■ **Extracted records**
-- begin --

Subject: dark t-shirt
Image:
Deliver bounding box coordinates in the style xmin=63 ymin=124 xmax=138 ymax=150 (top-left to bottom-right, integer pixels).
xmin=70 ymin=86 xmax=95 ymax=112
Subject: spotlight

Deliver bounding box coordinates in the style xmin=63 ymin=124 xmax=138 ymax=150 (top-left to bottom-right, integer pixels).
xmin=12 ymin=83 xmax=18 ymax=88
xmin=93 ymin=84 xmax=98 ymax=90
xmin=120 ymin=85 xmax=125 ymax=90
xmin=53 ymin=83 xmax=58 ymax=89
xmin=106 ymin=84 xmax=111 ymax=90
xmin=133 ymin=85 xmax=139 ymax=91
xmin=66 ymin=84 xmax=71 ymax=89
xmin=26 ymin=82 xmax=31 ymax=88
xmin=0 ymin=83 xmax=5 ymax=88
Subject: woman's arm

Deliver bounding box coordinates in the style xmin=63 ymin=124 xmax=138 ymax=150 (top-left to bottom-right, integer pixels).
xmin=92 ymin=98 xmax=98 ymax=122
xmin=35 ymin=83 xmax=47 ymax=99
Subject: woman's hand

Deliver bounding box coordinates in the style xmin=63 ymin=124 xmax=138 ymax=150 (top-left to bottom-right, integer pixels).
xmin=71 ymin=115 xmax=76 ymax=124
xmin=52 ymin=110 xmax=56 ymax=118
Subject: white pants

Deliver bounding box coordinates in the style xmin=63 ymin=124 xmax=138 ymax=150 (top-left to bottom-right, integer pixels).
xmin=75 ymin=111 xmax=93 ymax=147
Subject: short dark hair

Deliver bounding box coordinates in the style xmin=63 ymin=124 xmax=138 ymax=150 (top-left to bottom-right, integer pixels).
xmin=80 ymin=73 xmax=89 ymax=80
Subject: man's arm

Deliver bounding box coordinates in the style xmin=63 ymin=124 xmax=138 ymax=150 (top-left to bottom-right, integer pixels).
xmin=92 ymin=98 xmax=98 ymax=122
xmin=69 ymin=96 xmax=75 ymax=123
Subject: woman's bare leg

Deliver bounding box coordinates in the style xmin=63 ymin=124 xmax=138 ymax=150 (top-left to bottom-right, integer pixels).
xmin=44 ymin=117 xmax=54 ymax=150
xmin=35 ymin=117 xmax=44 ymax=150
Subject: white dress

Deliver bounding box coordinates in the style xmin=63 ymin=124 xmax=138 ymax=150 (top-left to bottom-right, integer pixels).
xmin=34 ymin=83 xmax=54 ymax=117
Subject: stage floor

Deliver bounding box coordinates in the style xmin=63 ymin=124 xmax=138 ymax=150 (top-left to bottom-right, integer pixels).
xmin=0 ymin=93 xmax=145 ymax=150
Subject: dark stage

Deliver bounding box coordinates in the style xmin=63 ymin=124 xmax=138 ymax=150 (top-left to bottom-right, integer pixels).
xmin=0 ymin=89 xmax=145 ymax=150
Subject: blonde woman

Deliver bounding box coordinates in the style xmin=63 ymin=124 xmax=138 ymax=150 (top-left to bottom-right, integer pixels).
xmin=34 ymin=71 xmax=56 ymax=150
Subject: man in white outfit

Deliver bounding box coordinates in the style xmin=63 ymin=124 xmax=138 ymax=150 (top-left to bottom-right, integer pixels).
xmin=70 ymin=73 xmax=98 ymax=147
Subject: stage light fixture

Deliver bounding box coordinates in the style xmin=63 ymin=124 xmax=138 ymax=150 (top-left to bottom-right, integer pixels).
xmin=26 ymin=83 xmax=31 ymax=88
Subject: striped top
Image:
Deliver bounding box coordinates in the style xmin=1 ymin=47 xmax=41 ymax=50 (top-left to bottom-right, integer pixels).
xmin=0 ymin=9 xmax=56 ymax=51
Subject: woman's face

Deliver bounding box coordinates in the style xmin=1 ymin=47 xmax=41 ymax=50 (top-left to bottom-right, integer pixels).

-- end --

Reproduce every line from the first one up to and including the line containing "xmin=35 ymin=83 xmax=47 ymax=99". In the answers, multiply each bounding box coordinate by 1.75 and round it to a whole number, with halves rounded up. All other numbers remain as they are.

Subject: dark t-shirt
Image:
Deliver bounding box coordinates in the style xmin=63 ymin=124 xmax=138 ymax=150 (top-left to bottom-right, integer pixels).
xmin=123 ymin=151 xmax=166 ymax=196
Subject: spotlight

Deliver bounding box coordinates in the style xmin=63 ymin=124 xmax=138 ymax=150 (top-left to bottom-right, integer pixels).
xmin=21 ymin=145 xmax=32 ymax=154
xmin=163 ymin=147 xmax=172 ymax=158
xmin=210 ymin=149 xmax=219 ymax=158
xmin=93 ymin=145 xmax=102 ymax=156
xmin=186 ymin=147 xmax=194 ymax=158
xmin=233 ymin=149 xmax=243 ymax=159
xmin=116 ymin=147 xmax=124 ymax=156
xmin=46 ymin=144 xmax=54 ymax=154
xmin=0 ymin=145 xmax=9 ymax=154
Subject: woman's arm

Deliver bounding box coordinates in the style xmin=63 ymin=124 xmax=138 ymax=150 (top-left to bottom-right, integer pixels).
xmin=161 ymin=172 xmax=172 ymax=214
xmin=61 ymin=145 xmax=82 ymax=173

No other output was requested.